▶ **WHAT IS NEEDED**:
Return the full set of records, matching them character for character.
Start of Block
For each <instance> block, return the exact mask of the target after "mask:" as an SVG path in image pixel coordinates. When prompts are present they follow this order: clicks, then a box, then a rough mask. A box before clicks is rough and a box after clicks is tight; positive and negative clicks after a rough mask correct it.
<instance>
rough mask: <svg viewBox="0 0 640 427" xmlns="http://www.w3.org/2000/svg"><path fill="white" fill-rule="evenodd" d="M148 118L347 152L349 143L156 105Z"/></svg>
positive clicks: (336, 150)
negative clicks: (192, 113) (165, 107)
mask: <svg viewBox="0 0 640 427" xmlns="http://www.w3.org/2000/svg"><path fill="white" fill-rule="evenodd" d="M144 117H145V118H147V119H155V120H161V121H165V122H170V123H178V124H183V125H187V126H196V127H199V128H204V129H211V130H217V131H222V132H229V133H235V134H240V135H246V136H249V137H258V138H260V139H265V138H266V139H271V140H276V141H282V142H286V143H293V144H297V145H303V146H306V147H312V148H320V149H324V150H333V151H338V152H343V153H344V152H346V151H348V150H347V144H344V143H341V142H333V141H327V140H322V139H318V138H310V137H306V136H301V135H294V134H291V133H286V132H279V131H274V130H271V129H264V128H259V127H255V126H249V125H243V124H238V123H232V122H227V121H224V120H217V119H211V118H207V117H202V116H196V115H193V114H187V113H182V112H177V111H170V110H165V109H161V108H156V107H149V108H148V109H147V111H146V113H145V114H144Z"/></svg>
End of Block
▶ **SOLUTION**:
For each <instance> block, return the exact mask of the target after "mask:" as an SVG path in image pixel coordinates. When prompts are present they follow this order: clicks, then a box, then a rough mask. A box before clicks is rough and a box after clicks is tight; positive and negative clicks after a rough mask correct it.
<instance>
rough mask: <svg viewBox="0 0 640 427" xmlns="http://www.w3.org/2000/svg"><path fill="white" fill-rule="evenodd" d="M148 118L347 152L349 143L156 105Z"/></svg>
positive clicks: (336, 150)
negative clicks: (192, 113) (165, 107)
mask: <svg viewBox="0 0 640 427" xmlns="http://www.w3.org/2000/svg"><path fill="white" fill-rule="evenodd" d="M144 117H145V118H147V119H155V120H161V121H165V122H170V123H178V124H183V125H187V126H196V127H199V128H204V129H211V130H217V131H222V132H229V133H235V134H240V135H246V136H249V137H258V138H260V139H265V138H266V139H271V140H276V141H282V142H286V143H293V144H297V145H303V146H306V147H312V148H320V149H324V150H333V151H338V152H343V153H344V152H346V151H348V150H347V144H344V143H341V142H333V141H327V140H322V139H318V138H310V137H306V136H301V135H294V134H291V133H286V132H279V131H274V130H271V129H264V128H259V127H255V126H249V125H243V124H238V123H232V122H227V121H224V120H217V119H211V118H207V117H202V116H196V115H193V114H187V113H182V112H177V111H170V110H165V109H161V108H156V107H149V108H148V109H147V111H146V113H145V114H144Z"/></svg>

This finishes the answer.